■ **DATA FOR PROCESSING**:

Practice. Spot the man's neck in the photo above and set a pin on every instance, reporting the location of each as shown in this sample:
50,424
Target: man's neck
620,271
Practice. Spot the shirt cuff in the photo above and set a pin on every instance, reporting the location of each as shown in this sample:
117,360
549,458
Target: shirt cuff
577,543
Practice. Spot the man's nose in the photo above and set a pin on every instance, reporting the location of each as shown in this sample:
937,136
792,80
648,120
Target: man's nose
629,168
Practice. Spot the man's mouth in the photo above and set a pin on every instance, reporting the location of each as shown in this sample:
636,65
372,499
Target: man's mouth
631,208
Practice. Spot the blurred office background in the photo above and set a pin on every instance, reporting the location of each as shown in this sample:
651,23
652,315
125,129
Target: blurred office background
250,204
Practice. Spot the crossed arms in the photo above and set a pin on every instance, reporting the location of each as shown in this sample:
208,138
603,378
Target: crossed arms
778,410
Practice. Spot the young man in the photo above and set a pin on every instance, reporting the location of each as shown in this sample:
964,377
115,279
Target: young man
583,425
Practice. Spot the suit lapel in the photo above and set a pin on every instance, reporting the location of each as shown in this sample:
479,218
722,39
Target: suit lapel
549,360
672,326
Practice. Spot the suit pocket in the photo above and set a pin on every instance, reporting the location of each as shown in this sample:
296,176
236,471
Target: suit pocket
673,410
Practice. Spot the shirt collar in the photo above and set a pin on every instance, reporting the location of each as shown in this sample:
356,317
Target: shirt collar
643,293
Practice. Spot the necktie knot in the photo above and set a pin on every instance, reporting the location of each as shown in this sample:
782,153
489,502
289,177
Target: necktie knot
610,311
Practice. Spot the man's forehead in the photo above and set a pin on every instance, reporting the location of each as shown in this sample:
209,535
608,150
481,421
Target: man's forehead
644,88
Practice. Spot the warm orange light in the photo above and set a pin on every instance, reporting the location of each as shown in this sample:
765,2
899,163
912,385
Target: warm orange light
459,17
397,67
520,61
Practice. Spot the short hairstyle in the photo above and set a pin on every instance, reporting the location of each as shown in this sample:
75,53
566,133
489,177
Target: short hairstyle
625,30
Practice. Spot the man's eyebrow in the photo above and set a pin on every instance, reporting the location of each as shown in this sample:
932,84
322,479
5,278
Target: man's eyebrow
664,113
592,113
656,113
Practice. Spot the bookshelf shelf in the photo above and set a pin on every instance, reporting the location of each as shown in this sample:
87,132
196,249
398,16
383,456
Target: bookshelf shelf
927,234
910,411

■ **WHAT IS BEING ASKED**:
Copy out every line of the material above word for word, in the same order.

■ **FULL SOLUTION**:
Practice. Spot the man's neck in the photo above and set a pin on every instance, reporting the location of each as shown in this sample:
50,424
Target: man's neck
620,271
Practice. Spot the shirt cuff in the photo above and set a pin on every instance, reporting the location of each as shown in this sample:
117,360
549,458
Target: shirt cuff
577,543
Practice. Spot the man's nose in the photo above and set a pin on every instance, reporting the location of each as shown in this sample:
937,136
792,80
648,120
Target: man's nose
629,168
Practice. Spot the man's mouth in the photo above and set a pin on every instance, reporting the location of each as shown in this sample:
636,65
372,499
Target: man's mouth
631,208
Practice. Spot the blurred office background in the photo above and set a pin on every instance, reporting the location of each as shown in this sample:
651,23
652,315
125,129
Target: blurred office background
250,204
Practice. Spot the crossed arms in the photo above and set a pin on every instance, reporting the location of each as shown in this sample:
208,138
603,378
Target: crossed arms
778,410
Practice. Spot the young man in the photo above and set a pin on every instance, reporting the location of each as shown in this sample:
964,377
115,279
Target: young man
583,425
Practice. Spot the suit lapel in the photo above and set a pin on every instance, reporting the location of each as shown in this sample:
479,218
722,39
Target: suit lapel
549,360
672,326
Practice. Spot the suit pocket in the photo above and set a pin on every instance, reporting the location of each as shown in this sample:
296,176
236,471
Target: suit pocket
673,410
Practice. Spot the shirt collar in the photo above and set a pin on every instance, reporting the location of each as shown in this sample:
356,317
Target: shirt collar
643,293
Practice. Spot the necktie knot in the photo above and set a pin on every instance, reporting the location of each as shown in this sample:
782,153
489,502
289,177
Target: necktie knot
610,311
Practice. Spot the man's forehead in the photo above and set a pin on every instance, reporting the location of each as shown in this sample:
209,535
608,150
481,421
Target: man's forehead
644,88
Practice. Spot the warm orange light in the photo above and set a pin on every instance, reporting the location of each as shown in this sample:
765,2
899,163
912,385
Target: warm orange light
459,17
397,67
520,61
Practice. Spot the short hairstyle in the photo above and set a pin on every instance, reporting the location of each as shown in this sample:
75,53
566,133
489,177
Target: short hairstyle
625,30
Practice. Spot the man's eyebrow in the photo above and set a pin on every instance, reporting the location of each as shown in this sample:
932,84
322,479
5,278
Target: man's eyebrow
664,113
592,113
656,113
Practice. Spot the bookshelf shelf in the photo above and set a pin on every instance, reporting the location of each as shown in this sample:
87,132
196,249
398,16
383,456
Target: bookshelf shelf
927,234
910,411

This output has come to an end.